* WHAT YOU HAVE TO DO
Give the records again word for word. Leave every picture out.

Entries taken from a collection

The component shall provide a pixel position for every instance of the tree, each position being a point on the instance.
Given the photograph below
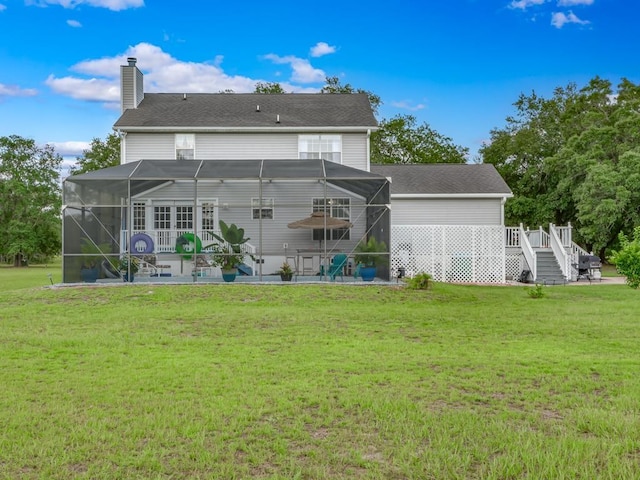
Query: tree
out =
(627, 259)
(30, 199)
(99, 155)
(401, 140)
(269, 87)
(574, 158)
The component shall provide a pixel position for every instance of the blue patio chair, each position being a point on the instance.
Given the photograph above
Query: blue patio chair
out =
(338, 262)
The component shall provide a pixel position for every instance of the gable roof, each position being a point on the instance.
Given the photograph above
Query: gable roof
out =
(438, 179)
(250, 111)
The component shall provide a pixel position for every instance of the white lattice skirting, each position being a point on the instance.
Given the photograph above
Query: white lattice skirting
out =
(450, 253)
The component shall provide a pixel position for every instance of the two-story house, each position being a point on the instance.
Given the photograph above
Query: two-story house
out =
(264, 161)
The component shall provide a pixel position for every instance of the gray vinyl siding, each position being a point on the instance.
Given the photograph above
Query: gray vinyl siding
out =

* RESULT OF THE EXERCISE
The component shall provide a pixel position for every instance of the tree, each position being a point on the instance.
Given the photograph below
Query: tree
out =
(627, 259)
(30, 199)
(99, 155)
(401, 140)
(269, 87)
(574, 158)
The component shall provide a pixel position for every instance of the blue patio chair, each position being a point on the instance.
Given the photograph above
Query: blue patio chair
out =
(338, 262)
The component shall provide a pixel position for every instance of the gable roof, each position being a point on the instance.
Given the photograph above
Query: gable roof
out =
(438, 179)
(250, 111)
The component shall provide a pixel position for every instance of the white lattice skirting, each position being a point on the instance.
Given the photograph above
Query: white lattice skirting
out =
(450, 253)
The component shall provide a pixel position for every instance of the two-story house, each position being a point on the instance.
Given the photograph above
Query: two-story house
out =
(264, 161)
The component shall provide a pixel position for every instance of the gray vinyl siding, each position being a point on the instance.
Given the photograph above
Query: gray vinyl siding
out =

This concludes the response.